_ПИСЬМЕННОЕ ЗАДАНИЕ A_
Как изложить суть текста о стихотворении «Вертумн» в двух предложениях?
_ПИСЬМЕННОЕ ЗАДАНИЕ B_
Перепишите в виде списка абзац текста о стихотворении «Вертумн», который начинается словами «Стихотворение посвящено другу поэта», сохранив его основные факты.

_ПРЕДЛОЖЕННЫЙ ТЕКСТ_
##########
Название стихотворения отсылает читателя к римской мифологии. Вертýмн (лат. Vertumnus) – бог времен года и превращений, происходящих с земными плодами и растениями. В мифологических словарях указывается на то, что имя божества происходит от латинского глагола vertere (поворачивать). В «Вертумне» исследуется природа поэтического творчества, поднимаются проблемы, связанные с его происхождением, статусом и предназначением, говорится о преемственности и развитии поэтического дарования. Образ римского божества, возникающий с самого начала в названии стихотворения, проходит через все его части, объединяя их в единое художественно-эстетическое целое, определяя не только сюжет, но и философскую проблематику произведения. Аллюзии, которые сопровождают обращение к теме Вертумна – к теме метаморфоз, чрезвычайно разнообразны, но все они связаны между собой и все, по мнению Бродского, имеют отношение к поэзии.

Разговор о поэзии не может состояться без воспоминаний о тех, кто подарил поэту мир творчества, и в этом смысле образ Вертумна – друга и проводника, к которому на протяжении всего стихотворения обращается Бродский, – может быть соотнесен с каждым из тех, кто в разное время оказывал на него влияние, чья жизнь и творчество становились примером для подражания. Каждая встреча с таким человеком означала новый поворот в жизни поэта, определяя его творческую судьбу.

Стихотворение посвящено другу поэта Джанни Буттафаве. Критик театра и кино, переводчик, он открыл итальянскому читателю романы Достоевского и произведения современных российских прозаиков и поэтов. «Вертумн» написан в декабре 1990 года, через полгода после смерти Джанни.

«Вертумн» начинается с воспоминаний о юности поэта. Первая строчка «Я встретил тебя впервые в чужих для тебя широтах» соответствует реальным событиям в жизни поэта. Рассказ о встрече с Джанни Буттафавой, с которого Бродский начинает стихотворение, вызывает в памяти поэта и другие воспоминания, связанные с родным городом. Семья Бродских жила на улице Пестеля в пяти минутах ходьбы от Летнего сада, и поэтому естественно предположить, что с детства главным местом прогулок поэта был именно этот небольшой островок зелени в центре города, где поэт впервые увидел мраморную статую римского божества Вертумна.
##########
_ФРАГМЕНТ НАБОРА ДАННЫХ_
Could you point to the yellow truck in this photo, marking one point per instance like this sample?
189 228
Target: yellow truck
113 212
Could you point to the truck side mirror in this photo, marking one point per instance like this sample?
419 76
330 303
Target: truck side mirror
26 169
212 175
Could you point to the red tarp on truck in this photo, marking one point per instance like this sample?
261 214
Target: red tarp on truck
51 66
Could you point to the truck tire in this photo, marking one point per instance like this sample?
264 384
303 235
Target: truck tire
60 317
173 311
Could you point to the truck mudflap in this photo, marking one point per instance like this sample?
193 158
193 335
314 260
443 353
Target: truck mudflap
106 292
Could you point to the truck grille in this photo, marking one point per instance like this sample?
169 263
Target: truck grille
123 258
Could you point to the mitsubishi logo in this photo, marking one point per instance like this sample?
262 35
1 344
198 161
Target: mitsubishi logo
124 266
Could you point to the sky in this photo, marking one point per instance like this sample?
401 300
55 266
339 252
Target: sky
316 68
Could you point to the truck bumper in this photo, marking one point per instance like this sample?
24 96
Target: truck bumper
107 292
##########
_РАЗВЁРНУТЫЙ ОТВЕТ A_
Название стихотворения отсылает к римскому богу времен года и превращений Вертумну, чей образ проходит через все части произведения и объединяет их, а само стихотворение исследует природу поэтического творчества, его происхождение, статус и предназначение. «Вертумн» посвящен другу поэта Джанни Буттафаве, написан в декабре 1990 года, через полгода после его смерти, и начинается с воспоминаний о юности поэта и о встрече с Джанни.

_РАЗВЁРНУТЫЙ ОТВЕТ B_
- Адресат посвящения: Джанни Буттафава, друг поэта.
- Род занятий: критик театра и кино, переводчик.
- Заслуга: открыл итальянскому читателю романы Достоевского и произведения современных российских прозаиков и поэтов.
- Время написания «Вертумна»: декабрь 1990 года, через полгода после смерти Джанни.